[Dataset entries]
BEGIN

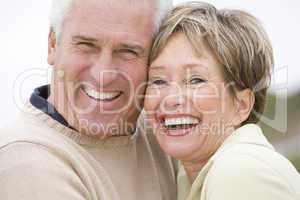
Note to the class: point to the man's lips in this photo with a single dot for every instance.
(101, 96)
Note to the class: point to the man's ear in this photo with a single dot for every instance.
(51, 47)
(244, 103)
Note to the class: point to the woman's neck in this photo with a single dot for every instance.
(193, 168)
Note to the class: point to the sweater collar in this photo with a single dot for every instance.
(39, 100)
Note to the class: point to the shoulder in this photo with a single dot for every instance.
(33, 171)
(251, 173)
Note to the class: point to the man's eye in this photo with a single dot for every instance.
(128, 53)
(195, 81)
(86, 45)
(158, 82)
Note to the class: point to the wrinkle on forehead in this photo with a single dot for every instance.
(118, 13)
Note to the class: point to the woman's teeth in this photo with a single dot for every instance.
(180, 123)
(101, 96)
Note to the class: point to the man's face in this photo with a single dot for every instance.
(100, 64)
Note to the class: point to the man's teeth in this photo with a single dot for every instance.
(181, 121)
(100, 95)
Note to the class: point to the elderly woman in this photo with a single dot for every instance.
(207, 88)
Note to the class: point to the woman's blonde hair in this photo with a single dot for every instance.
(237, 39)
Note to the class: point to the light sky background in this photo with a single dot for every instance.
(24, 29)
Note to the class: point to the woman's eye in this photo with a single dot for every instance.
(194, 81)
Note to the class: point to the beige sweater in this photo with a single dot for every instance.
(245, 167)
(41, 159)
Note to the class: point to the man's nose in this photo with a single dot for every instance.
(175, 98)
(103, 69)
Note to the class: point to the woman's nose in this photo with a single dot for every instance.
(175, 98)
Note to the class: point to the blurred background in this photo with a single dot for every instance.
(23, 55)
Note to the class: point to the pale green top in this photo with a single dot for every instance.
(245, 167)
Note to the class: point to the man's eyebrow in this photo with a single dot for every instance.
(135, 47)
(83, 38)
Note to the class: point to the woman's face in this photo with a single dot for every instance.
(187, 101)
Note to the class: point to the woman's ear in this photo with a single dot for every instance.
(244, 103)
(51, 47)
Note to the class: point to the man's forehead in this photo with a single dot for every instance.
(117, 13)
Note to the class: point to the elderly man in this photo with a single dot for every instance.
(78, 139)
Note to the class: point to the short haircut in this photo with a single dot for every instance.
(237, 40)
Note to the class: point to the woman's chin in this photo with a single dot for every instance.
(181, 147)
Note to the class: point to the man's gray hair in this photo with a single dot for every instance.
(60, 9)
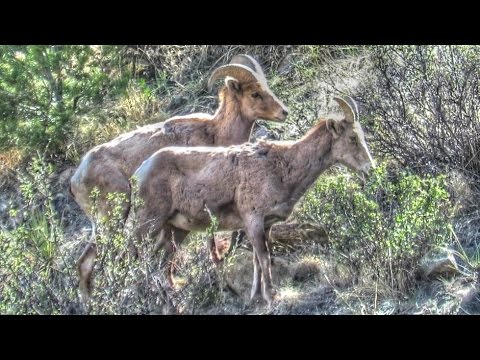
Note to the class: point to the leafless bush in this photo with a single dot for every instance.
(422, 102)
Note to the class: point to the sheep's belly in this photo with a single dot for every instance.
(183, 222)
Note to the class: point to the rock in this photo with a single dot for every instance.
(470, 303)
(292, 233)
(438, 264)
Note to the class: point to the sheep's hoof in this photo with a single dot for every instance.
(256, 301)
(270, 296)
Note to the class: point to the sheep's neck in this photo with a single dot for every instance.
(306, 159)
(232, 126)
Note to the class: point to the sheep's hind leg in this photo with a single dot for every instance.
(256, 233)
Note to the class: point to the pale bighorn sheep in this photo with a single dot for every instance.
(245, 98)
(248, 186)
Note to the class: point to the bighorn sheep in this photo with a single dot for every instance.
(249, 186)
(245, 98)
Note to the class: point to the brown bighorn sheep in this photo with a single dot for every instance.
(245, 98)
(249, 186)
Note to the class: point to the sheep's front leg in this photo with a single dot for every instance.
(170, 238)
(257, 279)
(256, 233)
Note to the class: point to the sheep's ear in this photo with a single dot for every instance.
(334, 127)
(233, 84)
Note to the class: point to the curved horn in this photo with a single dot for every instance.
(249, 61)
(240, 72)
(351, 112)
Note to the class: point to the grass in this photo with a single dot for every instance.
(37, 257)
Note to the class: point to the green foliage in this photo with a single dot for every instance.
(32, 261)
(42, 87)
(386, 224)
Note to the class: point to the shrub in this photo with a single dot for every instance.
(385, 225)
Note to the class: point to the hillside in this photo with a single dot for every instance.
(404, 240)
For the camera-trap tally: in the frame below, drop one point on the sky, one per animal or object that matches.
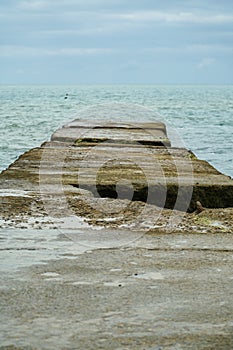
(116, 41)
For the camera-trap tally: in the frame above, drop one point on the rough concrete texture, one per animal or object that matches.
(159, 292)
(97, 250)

END
BEGIN

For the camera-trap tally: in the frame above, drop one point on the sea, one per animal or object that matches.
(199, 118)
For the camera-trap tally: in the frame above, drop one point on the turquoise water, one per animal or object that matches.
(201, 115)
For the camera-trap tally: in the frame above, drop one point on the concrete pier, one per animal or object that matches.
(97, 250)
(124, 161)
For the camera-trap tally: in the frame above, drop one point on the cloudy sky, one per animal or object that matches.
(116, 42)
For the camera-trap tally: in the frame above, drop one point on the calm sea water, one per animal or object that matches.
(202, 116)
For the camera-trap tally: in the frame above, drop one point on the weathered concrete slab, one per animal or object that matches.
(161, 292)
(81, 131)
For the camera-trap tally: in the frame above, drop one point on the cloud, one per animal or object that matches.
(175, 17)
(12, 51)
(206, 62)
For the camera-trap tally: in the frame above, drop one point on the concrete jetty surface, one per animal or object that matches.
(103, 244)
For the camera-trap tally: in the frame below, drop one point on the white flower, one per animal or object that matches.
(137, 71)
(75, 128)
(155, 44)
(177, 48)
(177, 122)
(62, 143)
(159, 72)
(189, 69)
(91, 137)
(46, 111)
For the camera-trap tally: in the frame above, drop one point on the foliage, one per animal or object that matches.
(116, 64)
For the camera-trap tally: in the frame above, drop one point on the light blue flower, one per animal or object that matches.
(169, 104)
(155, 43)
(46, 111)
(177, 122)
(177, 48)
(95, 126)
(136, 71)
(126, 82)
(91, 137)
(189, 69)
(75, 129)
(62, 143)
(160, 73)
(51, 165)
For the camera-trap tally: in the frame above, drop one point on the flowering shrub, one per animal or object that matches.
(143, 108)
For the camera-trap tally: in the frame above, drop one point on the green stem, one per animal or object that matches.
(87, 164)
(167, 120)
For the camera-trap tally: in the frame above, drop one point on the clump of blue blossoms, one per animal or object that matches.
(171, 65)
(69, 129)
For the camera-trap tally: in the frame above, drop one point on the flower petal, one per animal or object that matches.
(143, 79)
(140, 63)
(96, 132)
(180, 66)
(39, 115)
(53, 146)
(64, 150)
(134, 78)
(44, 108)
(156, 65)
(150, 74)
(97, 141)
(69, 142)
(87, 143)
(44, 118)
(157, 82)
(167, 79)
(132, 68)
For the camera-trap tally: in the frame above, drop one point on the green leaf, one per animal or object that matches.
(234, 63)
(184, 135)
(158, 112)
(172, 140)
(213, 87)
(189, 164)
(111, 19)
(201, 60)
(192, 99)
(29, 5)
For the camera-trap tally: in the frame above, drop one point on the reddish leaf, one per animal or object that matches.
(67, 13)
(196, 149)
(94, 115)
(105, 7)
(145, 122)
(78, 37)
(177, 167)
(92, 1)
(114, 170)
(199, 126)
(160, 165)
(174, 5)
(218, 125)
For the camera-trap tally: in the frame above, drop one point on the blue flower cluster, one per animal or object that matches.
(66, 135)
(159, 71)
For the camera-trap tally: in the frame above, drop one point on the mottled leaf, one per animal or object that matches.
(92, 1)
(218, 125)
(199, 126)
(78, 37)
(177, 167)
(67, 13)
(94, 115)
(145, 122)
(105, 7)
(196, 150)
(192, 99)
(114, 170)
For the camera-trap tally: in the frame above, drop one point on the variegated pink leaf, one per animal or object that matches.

END

*Aim of the exercise*. Return only the lines between the one holding "on the mottled" and the one holding "on the variegated", inclusive, exactly as they appear above.

*Result of this exercise*.
For the camera-trap tally: in the frame above, drop one point on the mottled leaf, one per animal or object that matches.
(92, 1)
(218, 125)
(199, 126)
(78, 37)
(177, 167)
(67, 13)
(94, 115)
(145, 122)
(105, 7)
(196, 150)
(192, 99)
(114, 170)
For the camera-trap tally: in the frame above, drop one point on the variegated pink leaf, one per animal or object that matches.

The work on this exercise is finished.